SOURCE TEXT:
* begin *

URL: <https://mailman.common-lisp.net/pipermail/cl-prevalence-devel/attachments/20070404/ce554d37/attachment.html>

From scaekenberghe at common-lisp.net  Wed Apr  4 11:15:34 2007
From: scaekenberghe at common-lisp.net (Sven Van Caekenberghe)
Date: Wed, 4 Apr 2007 13:15:34 +0200
Subject: [cl-prevalence-devel] cl-prevalence speed issues
In-Reply-To: <19f5edc40704040340j2a7f256bt93990906bfad5fc5@mail.gmail.com>
References: <19f5edc40704040340j2a7f256bt93990906bfad5fc5@mail.gmail.com>
Message-ID: <C03CDFA3-0D4F-46E3-ADDC-608723D8181D@common-lisp.net>

Gabor,

On 04 Apr 2007, at 12:40, Gabor Vitez wrote:

> Hi,
>
> I just started to toy around with cl-prevalence; however I found  
> strange speed issues:
>
> loading a database from transaction log is way faster than loading  
> it from snapshot.
>
> I modified one of the test scripts from the cl-prevalence  
> distribution:
>
> (require 'asdf)
> (require 'cl-prevalence)
> (in-package :cl-prevalence)
> (defclass numbers ()
>   ((numbers-list :accessor get-numbers-list :initform nil))
>     (:documentation "Object to hold our list of numbers"))
> (defun tx-create-numbers-root (system)

* end *

STORED ROWS:

* begin *

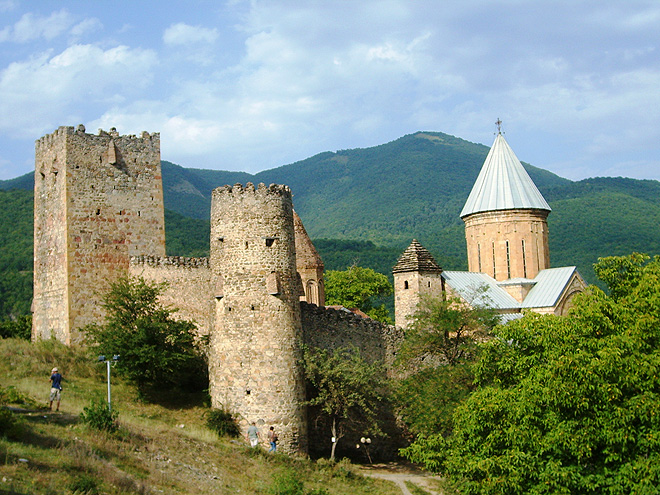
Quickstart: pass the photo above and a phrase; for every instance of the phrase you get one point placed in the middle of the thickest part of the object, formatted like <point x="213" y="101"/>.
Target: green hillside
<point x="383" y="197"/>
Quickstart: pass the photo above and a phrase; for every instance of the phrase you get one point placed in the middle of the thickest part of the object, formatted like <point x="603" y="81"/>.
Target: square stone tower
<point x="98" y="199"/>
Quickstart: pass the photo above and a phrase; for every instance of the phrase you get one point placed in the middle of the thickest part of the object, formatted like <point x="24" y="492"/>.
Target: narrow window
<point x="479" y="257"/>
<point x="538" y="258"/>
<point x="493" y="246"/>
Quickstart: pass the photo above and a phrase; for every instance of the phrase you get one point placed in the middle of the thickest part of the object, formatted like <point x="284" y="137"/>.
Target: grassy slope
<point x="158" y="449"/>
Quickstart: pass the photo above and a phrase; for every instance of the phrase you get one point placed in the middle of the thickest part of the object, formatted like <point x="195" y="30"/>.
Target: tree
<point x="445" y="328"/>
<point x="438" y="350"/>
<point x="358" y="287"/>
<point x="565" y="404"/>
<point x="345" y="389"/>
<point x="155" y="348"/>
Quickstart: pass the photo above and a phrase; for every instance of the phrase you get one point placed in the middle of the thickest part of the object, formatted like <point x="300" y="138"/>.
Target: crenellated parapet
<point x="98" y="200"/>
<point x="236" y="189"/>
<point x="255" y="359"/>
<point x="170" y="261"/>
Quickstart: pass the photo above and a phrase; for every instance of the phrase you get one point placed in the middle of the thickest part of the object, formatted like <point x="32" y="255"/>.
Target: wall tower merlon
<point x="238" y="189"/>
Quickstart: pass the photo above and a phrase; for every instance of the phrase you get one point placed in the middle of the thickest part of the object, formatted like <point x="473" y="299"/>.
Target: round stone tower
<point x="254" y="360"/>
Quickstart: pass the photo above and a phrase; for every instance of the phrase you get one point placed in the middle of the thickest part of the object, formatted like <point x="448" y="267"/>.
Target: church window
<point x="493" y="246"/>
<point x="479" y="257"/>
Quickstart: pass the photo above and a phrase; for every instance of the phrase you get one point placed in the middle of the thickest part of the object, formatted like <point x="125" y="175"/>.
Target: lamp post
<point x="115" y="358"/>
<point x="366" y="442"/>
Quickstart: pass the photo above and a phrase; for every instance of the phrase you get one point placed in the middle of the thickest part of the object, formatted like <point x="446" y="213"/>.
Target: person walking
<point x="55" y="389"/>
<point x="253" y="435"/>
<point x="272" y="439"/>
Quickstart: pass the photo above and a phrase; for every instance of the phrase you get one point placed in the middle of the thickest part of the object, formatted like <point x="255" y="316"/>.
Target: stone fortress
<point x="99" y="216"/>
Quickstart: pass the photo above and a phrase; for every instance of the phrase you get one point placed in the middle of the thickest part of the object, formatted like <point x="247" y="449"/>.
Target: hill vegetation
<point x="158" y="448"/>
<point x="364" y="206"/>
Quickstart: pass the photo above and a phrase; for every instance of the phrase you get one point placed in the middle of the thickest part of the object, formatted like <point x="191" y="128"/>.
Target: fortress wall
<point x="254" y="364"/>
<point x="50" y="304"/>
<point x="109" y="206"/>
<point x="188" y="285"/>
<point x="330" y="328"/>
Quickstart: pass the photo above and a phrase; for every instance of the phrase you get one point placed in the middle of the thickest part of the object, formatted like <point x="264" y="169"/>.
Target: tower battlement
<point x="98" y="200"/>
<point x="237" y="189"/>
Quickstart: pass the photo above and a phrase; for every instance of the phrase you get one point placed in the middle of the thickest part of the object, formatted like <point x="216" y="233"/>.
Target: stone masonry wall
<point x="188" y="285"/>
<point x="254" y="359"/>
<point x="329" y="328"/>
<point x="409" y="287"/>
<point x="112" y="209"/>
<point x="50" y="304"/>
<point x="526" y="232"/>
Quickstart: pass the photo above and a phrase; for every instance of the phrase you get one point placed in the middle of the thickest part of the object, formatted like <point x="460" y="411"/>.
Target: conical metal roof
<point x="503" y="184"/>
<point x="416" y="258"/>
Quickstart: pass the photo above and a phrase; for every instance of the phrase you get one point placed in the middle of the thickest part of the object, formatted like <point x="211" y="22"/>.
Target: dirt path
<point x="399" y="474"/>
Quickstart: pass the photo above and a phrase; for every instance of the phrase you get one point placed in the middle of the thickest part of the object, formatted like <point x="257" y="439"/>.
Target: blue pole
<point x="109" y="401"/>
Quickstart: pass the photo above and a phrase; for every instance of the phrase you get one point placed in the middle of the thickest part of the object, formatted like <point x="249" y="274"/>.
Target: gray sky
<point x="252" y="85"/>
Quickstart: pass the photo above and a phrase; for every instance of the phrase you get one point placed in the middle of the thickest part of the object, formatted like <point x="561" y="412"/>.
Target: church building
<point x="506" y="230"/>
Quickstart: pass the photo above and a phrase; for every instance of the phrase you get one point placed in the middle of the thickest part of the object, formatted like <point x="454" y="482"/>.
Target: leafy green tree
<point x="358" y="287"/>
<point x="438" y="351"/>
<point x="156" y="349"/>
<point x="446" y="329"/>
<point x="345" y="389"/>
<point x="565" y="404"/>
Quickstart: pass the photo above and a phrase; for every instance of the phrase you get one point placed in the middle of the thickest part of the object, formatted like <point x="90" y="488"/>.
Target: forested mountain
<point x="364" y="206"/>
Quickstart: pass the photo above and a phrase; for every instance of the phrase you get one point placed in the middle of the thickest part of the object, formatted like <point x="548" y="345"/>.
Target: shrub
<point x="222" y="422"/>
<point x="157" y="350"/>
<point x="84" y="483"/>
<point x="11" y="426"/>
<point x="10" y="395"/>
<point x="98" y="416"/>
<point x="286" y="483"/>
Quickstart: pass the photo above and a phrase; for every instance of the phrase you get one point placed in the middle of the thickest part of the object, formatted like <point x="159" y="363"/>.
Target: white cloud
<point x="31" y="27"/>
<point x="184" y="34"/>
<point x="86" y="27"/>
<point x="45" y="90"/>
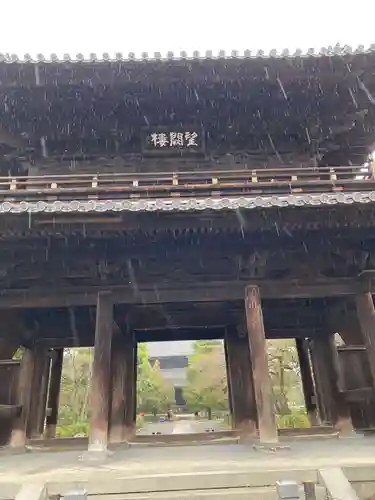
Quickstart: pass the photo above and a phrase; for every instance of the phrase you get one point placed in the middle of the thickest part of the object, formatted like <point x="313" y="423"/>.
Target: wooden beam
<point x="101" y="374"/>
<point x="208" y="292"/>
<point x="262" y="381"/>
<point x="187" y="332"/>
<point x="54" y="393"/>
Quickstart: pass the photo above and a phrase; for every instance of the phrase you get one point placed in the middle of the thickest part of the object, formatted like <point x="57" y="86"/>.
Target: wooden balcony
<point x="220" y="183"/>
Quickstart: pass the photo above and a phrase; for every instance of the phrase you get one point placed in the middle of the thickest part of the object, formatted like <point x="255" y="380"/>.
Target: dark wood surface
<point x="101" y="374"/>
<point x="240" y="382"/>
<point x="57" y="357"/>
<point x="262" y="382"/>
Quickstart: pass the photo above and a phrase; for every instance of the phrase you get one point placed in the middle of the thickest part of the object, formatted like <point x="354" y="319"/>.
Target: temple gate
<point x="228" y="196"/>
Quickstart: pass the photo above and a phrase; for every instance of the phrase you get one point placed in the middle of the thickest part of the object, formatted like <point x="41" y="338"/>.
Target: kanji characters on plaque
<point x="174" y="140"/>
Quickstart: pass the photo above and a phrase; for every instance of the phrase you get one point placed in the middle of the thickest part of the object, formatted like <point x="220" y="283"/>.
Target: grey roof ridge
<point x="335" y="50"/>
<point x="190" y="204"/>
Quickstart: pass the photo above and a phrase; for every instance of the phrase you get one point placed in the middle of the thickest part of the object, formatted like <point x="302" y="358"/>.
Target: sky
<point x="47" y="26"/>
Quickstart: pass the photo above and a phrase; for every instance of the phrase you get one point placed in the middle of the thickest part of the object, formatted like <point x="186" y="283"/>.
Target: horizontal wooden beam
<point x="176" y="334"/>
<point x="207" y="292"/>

* end *
* begin *

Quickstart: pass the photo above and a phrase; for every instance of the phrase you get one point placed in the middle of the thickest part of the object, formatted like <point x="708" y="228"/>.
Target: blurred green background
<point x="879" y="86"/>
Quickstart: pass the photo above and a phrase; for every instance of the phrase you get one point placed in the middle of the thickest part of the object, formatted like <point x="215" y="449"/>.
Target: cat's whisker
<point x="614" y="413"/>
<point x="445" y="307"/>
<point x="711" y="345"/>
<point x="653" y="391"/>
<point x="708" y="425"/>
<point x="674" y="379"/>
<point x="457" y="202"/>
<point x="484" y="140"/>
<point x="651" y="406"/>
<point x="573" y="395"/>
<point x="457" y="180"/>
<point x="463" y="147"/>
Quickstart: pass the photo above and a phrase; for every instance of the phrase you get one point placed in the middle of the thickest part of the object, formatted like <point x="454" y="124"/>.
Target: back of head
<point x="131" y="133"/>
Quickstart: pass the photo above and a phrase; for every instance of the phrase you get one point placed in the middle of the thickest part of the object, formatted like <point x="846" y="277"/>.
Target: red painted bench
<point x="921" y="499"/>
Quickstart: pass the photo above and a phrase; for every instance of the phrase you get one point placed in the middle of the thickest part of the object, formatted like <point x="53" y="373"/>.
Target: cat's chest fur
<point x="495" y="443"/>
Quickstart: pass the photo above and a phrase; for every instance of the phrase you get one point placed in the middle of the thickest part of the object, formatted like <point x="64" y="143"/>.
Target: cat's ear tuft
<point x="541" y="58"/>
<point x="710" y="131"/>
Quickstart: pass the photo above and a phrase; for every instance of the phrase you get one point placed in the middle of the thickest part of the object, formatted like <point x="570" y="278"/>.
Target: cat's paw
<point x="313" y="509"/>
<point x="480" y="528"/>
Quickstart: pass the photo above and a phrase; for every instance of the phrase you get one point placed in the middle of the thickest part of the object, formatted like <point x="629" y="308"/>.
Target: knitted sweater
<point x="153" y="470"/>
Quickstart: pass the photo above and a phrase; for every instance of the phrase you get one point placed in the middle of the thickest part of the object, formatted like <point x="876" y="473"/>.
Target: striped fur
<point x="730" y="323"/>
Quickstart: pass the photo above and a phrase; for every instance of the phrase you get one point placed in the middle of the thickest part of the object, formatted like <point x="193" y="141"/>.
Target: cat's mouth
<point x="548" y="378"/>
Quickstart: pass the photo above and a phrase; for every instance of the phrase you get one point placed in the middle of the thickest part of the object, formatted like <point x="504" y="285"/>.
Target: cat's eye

* end *

STATED EXERCISE 1: Which header field names, each followed by a colon, appear in the email about cl-prevalence speed issues?
STATED EXERCISE 2: Continue the email about cl-prevalence speed issues, picking up right after its last line.

EXPECTED ANSWER 1: From, Date, Subject, In-Reply-To, References, Message-ID

EXPECTED ANSWER 2:
>       "Transaction function to create a numbers instance as a root  
> object"
>         (setf (get-root-object system :numbers) (make-instance  
> 'numbers)))
> (defun tx-add-number (system number)
>   "Transaction function to add a number to the numbers list"
>   (let ((numbers (get-root-object system :numbers)))
>     (push number (get-numbers-list numbers))))
> (defparameter *system-location* (pathname "/tmp/demo1-prevalence- 
> system/")
>   "Filesystem location of the prevalence system")
> (defvar *system* (time (make-prevalence-system *system-location*)) )
> (execute *system* (make-transaction 'tx-create-numbers-root))
> (time (dotimes (i 100000) (execute *system* (make-transaction 'tx- 
> add-number i)))        )
> ;(time (snapshot *system*))
> (close-open-streams *system*)
>
>
> I use this script to create a database; later to load it; then to  
> snapshot it and load it again (uncommenting the appropriate parts  
> between the runs).
>
> Creating and snapshotting is fast; however loading from snapshot is  
> slow.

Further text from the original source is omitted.